Using the entries below, return word for word the lines from the one containing "Teacher note: please indicate the succulent" up to and including the last.
○ ○ ○
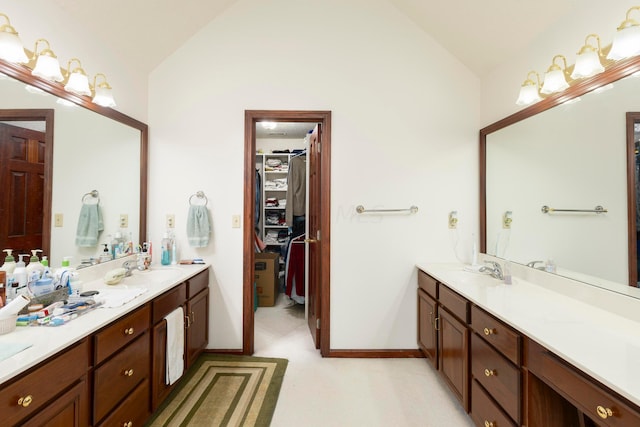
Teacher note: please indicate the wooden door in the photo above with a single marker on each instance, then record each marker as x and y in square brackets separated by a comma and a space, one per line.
[22, 180]
[314, 236]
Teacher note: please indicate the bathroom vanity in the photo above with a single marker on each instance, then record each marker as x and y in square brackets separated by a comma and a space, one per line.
[106, 367]
[534, 353]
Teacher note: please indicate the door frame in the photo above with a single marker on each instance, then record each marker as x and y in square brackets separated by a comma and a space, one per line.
[251, 118]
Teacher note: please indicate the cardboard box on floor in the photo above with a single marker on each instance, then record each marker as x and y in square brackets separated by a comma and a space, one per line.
[266, 276]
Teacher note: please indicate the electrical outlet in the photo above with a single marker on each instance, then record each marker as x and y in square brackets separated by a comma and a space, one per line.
[507, 219]
[453, 219]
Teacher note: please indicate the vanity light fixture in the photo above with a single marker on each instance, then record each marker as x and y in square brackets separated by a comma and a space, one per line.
[588, 59]
[77, 81]
[47, 65]
[627, 40]
[102, 92]
[529, 91]
[554, 78]
[11, 47]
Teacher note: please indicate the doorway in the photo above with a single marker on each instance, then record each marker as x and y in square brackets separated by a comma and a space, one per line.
[317, 241]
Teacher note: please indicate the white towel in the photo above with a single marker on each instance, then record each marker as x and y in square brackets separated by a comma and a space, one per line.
[198, 227]
[175, 345]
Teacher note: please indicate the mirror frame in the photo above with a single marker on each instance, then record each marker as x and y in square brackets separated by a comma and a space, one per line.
[23, 74]
[578, 88]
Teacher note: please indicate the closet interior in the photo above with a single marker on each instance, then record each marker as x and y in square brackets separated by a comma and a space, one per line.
[281, 200]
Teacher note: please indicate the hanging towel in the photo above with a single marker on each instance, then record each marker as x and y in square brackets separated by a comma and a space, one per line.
[175, 345]
[198, 228]
[89, 225]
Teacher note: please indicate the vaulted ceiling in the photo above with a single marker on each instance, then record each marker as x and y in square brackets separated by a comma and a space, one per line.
[481, 34]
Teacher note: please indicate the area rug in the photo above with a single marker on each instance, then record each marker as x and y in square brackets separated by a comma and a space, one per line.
[224, 391]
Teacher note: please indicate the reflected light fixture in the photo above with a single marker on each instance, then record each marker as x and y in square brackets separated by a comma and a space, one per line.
[47, 65]
[626, 43]
[77, 82]
[588, 59]
[103, 95]
[554, 78]
[529, 91]
[11, 48]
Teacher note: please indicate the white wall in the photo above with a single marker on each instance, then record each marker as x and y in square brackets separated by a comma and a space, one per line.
[500, 88]
[34, 19]
[405, 121]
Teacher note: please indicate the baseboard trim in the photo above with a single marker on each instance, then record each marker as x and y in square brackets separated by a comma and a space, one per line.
[378, 354]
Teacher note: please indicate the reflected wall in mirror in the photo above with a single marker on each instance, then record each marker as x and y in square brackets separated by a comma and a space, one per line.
[93, 148]
[565, 156]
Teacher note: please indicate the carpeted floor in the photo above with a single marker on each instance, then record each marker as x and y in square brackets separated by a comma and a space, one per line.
[224, 391]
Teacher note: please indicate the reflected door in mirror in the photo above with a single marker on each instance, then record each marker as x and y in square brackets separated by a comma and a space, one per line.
[22, 180]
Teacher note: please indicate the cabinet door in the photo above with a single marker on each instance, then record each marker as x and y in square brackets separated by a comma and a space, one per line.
[197, 326]
[427, 335]
[454, 355]
[68, 410]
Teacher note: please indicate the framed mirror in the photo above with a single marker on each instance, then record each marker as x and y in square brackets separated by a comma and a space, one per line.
[574, 159]
[86, 148]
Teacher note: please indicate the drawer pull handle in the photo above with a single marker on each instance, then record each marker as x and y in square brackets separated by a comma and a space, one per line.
[25, 401]
[603, 412]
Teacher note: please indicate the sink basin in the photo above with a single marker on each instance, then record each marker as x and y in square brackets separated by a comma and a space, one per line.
[155, 275]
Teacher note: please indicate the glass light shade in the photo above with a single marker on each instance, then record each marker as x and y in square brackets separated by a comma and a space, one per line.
[79, 84]
[48, 68]
[626, 43]
[528, 95]
[11, 48]
[104, 97]
[554, 81]
[587, 64]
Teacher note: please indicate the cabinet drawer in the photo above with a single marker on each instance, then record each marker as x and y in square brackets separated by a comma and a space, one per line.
[596, 402]
[197, 283]
[454, 303]
[121, 333]
[499, 335]
[116, 378]
[169, 301]
[497, 375]
[26, 396]
[484, 411]
[428, 284]
[131, 410]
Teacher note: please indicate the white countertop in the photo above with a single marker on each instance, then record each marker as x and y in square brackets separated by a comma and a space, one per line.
[601, 343]
[46, 341]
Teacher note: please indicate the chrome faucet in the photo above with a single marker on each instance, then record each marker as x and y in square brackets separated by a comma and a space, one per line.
[494, 270]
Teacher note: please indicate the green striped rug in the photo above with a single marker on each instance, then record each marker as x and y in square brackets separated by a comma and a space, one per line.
[224, 391]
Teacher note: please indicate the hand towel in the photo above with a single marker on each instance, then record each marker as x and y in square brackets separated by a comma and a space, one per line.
[175, 345]
[89, 225]
[198, 228]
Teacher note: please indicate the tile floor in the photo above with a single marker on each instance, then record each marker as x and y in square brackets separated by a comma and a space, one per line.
[336, 392]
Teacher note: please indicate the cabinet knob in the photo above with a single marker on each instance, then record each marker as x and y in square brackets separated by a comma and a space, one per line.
[603, 412]
[489, 372]
[488, 331]
[25, 401]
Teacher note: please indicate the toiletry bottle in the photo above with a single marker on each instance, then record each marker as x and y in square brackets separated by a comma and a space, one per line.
[166, 250]
[20, 276]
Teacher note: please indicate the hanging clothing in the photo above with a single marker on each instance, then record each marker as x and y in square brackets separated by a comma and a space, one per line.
[296, 188]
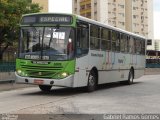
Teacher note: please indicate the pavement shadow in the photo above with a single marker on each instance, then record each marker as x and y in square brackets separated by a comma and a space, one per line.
[75, 91]
[115, 85]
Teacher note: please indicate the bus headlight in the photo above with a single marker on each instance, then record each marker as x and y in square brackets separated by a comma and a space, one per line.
[63, 75]
[21, 73]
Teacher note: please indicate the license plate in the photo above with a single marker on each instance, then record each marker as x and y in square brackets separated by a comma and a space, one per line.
[39, 82]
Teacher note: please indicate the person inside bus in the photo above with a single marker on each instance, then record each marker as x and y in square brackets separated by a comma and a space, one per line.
[70, 50]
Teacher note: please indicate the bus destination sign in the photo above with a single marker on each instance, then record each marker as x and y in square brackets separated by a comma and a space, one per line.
[47, 19]
[55, 19]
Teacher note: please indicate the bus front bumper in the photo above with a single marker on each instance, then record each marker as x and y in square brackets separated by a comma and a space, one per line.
[66, 82]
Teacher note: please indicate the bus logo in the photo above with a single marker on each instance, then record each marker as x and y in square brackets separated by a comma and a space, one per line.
[40, 73]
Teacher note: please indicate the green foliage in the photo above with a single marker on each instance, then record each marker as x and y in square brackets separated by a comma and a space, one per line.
[10, 14]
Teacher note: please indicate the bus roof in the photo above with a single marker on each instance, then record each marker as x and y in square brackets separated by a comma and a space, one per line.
[91, 21]
[107, 26]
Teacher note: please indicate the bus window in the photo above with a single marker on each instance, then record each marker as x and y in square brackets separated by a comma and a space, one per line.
[82, 39]
[122, 43]
[127, 44]
[118, 42]
[138, 46]
[114, 38]
[105, 39]
[95, 37]
[131, 45]
[143, 47]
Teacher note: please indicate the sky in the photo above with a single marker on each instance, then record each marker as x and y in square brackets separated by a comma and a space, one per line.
[65, 6]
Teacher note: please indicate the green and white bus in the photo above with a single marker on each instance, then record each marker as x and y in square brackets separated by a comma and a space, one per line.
[73, 51]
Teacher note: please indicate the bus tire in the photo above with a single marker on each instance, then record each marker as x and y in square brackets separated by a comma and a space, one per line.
[92, 82]
[45, 88]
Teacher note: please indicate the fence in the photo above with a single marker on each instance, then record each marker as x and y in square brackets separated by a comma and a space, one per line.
[7, 70]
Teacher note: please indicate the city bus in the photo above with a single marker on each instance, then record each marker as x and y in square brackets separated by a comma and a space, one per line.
[68, 50]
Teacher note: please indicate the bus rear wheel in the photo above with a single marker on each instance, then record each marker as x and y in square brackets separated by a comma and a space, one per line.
[45, 88]
[92, 82]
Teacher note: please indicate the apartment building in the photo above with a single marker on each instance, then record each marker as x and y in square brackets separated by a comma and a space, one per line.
[42, 3]
[132, 15]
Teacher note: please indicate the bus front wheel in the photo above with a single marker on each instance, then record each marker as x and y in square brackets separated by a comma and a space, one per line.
[92, 82]
[45, 88]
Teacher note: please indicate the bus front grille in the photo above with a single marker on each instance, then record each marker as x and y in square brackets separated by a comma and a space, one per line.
[41, 71]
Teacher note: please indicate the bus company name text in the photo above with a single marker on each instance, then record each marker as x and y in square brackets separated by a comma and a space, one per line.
[96, 55]
[54, 19]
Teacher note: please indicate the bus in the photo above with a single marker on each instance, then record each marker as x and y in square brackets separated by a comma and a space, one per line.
[68, 50]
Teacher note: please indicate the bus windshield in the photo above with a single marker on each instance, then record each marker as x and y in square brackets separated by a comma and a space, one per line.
[47, 43]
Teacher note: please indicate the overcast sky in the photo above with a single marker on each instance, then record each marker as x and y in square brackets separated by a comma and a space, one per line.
[65, 6]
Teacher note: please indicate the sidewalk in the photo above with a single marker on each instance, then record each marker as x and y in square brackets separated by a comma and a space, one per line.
[6, 86]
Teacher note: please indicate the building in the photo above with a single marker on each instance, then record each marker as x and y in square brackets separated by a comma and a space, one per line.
[43, 3]
[132, 15]
[157, 45]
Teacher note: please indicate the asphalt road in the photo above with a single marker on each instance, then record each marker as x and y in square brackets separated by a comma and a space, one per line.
[139, 98]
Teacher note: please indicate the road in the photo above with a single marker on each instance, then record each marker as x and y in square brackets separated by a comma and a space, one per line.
[141, 97]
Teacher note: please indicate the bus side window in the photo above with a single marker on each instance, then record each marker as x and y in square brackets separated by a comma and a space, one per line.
[122, 43]
[114, 38]
[82, 44]
[95, 37]
[105, 39]
[118, 42]
[131, 45]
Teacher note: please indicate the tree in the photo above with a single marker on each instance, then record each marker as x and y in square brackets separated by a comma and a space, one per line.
[10, 15]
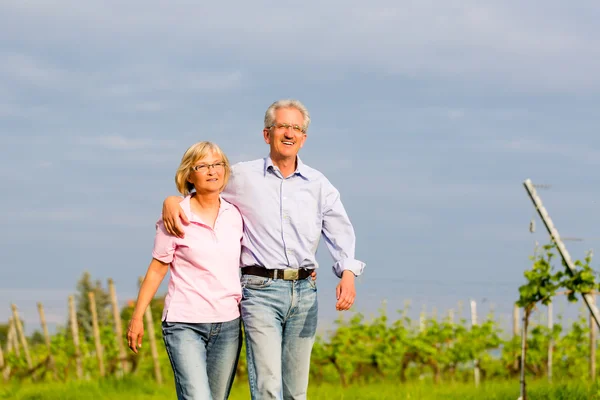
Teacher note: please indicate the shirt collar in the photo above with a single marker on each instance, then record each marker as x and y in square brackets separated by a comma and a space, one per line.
[301, 168]
[187, 209]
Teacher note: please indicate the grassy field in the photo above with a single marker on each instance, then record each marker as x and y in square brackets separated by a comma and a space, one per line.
[137, 390]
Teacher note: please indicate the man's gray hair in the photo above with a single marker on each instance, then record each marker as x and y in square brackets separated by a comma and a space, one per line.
[287, 103]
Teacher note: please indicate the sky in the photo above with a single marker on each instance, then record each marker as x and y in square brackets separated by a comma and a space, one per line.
[426, 115]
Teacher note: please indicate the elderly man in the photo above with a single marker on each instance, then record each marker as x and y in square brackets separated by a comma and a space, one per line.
[286, 206]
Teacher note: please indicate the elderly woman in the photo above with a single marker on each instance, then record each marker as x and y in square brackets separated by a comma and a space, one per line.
[201, 317]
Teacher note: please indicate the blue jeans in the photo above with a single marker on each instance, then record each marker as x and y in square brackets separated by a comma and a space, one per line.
[280, 322]
[204, 357]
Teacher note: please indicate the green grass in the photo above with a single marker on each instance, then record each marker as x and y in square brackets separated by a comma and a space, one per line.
[131, 389]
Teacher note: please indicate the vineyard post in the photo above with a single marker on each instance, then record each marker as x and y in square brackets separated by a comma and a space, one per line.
[75, 333]
[118, 325]
[550, 341]
[6, 369]
[592, 346]
[523, 350]
[21, 335]
[515, 320]
[459, 309]
[562, 250]
[474, 323]
[97, 343]
[1, 357]
[152, 339]
[47, 339]
[12, 344]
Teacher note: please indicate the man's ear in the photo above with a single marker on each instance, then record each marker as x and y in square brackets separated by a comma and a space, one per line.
[302, 140]
[267, 135]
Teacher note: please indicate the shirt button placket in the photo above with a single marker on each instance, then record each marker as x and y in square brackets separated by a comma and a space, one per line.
[285, 220]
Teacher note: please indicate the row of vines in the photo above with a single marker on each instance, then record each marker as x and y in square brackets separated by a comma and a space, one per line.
[358, 350]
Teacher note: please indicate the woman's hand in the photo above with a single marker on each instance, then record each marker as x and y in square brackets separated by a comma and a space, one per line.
[135, 333]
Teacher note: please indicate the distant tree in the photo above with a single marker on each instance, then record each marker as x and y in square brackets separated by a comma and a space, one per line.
[3, 333]
[36, 338]
[84, 314]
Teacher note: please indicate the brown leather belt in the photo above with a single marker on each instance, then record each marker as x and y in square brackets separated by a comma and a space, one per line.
[285, 274]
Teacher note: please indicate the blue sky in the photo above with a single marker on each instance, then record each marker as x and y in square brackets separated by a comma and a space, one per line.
[427, 116]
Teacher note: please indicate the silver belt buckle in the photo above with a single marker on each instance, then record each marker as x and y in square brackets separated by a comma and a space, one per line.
[290, 274]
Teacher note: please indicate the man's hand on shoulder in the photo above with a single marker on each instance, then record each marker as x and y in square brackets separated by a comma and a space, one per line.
[345, 291]
[173, 216]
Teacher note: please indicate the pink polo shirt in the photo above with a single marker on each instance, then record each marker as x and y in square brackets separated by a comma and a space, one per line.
[204, 285]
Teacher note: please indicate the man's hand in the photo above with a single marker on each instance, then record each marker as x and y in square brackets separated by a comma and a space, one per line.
[345, 291]
[173, 215]
[135, 333]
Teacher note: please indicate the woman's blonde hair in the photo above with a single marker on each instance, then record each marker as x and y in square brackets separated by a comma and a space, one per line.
[192, 155]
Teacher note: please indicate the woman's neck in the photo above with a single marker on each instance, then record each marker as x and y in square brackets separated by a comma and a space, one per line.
[207, 201]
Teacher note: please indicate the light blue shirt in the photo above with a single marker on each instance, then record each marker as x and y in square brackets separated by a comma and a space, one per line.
[284, 218]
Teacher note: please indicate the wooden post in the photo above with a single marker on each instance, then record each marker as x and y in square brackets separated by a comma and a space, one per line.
[459, 310]
[593, 344]
[473, 323]
[550, 341]
[118, 325]
[12, 344]
[422, 320]
[516, 320]
[1, 357]
[6, 369]
[47, 339]
[75, 333]
[152, 340]
[21, 336]
[97, 343]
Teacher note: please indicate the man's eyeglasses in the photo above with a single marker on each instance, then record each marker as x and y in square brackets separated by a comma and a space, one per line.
[219, 166]
[295, 128]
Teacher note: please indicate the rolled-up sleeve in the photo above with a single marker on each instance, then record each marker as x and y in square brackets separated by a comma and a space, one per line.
[164, 244]
[339, 234]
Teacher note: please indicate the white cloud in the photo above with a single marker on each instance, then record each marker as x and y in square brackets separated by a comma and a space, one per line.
[116, 142]
[520, 45]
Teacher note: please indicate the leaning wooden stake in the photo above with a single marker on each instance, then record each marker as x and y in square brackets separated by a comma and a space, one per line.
[118, 325]
[21, 335]
[13, 344]
[473, 323]
[1, 357]
[593, 345]
[562, 250]
[75, 333]
[152, 339]
[47, 339]
[550, 342]
[96, 330]
[516, 320]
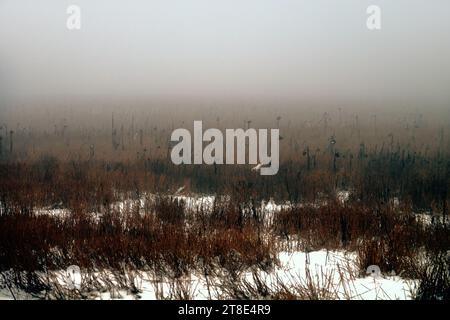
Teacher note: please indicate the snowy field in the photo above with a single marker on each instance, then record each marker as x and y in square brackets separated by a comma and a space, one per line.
[327, 274]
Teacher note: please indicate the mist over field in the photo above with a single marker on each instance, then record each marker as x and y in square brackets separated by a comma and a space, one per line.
[271, 50]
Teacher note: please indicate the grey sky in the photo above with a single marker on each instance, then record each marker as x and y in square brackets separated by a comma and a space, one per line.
[315, 49]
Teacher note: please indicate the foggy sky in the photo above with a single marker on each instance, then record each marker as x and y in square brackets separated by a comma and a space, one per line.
[315, 49]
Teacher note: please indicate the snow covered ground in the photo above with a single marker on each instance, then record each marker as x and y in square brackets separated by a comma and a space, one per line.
[333, 273]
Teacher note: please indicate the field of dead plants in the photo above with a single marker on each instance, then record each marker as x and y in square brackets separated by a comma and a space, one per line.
[352, 191]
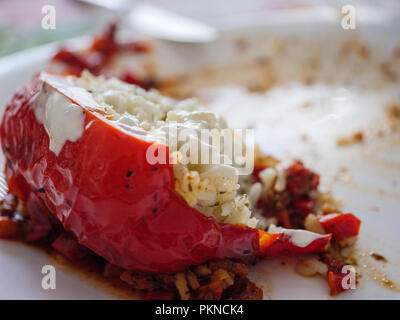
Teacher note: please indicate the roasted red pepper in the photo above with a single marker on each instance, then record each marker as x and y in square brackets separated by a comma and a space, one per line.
[100, 55]
[341, 225]
[102, 189]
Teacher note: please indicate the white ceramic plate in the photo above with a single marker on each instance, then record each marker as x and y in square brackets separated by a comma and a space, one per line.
[370, 188]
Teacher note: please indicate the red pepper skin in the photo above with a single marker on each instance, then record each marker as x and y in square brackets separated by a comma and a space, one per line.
[335, 277]
[342, 226]
[102, 189]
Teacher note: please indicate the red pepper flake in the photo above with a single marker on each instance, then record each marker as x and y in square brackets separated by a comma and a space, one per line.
[129, 173]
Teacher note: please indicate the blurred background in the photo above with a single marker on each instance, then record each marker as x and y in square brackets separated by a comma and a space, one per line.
[20, 20]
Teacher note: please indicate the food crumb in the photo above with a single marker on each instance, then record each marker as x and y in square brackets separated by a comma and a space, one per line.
[357, 137]
[377, 256]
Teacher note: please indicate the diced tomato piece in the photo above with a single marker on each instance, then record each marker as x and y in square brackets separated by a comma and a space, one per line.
[284, 245]
[342, 226]
[8, 228]
[304, 207]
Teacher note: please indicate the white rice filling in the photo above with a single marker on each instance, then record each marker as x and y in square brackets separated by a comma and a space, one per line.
[210, 188]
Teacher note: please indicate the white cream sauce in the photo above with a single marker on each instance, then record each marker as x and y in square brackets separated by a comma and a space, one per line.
[62, 119]
[300, 238]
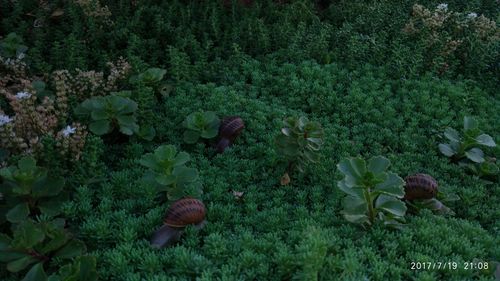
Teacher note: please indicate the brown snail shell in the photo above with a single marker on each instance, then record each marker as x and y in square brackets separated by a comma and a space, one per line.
[181, 213]
[420, 186]
[230, 128]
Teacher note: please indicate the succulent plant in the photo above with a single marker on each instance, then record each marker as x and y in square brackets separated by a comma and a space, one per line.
[372, 193]
[29, 190]
[36, 244]
[467, 145]
[109, 112]
[299, 142]
[200, 124]
[12, 46]
[168, 172]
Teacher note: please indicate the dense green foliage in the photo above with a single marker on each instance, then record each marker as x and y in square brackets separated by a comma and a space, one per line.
[349, 66]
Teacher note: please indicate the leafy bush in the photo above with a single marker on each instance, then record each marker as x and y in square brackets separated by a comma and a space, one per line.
[30, 191]
[372, 193]
[466, 148]
[109, 112]
[200, 124]
[300, 142]
[41, 243]
[168, 172]
[12, 46]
○ ○ ○
Solution –
Teacher note: please indicate the succulent plant in the photo above with a single marker on each instance, then record each marker as x and y in square brackets separated by a comma and a space, one per line.
[372, 193]
[29, 190]
[36, 244]
[467, 145]
[109, 112]
[299, 142]
[200, 124]
[12, 46]
[168, 172]
Teacher note: please indicate the dense green foliage in the photo above with a single marker on each instance, then record each marker as x and y in square brackets separated by a comma and a space, one per line.
[349, 66]
Teacher note: please indicate the leafy bush in the photo above with a single marker on each instance, then record each marker as x and y in square brackets separated by a comma and a space, one per line.
[30, 191]
[372, 193]
[466, 148]
[109, 112]
[200, 124]
[300, 142]
[41, 243]
[168, 172]
[12, 46]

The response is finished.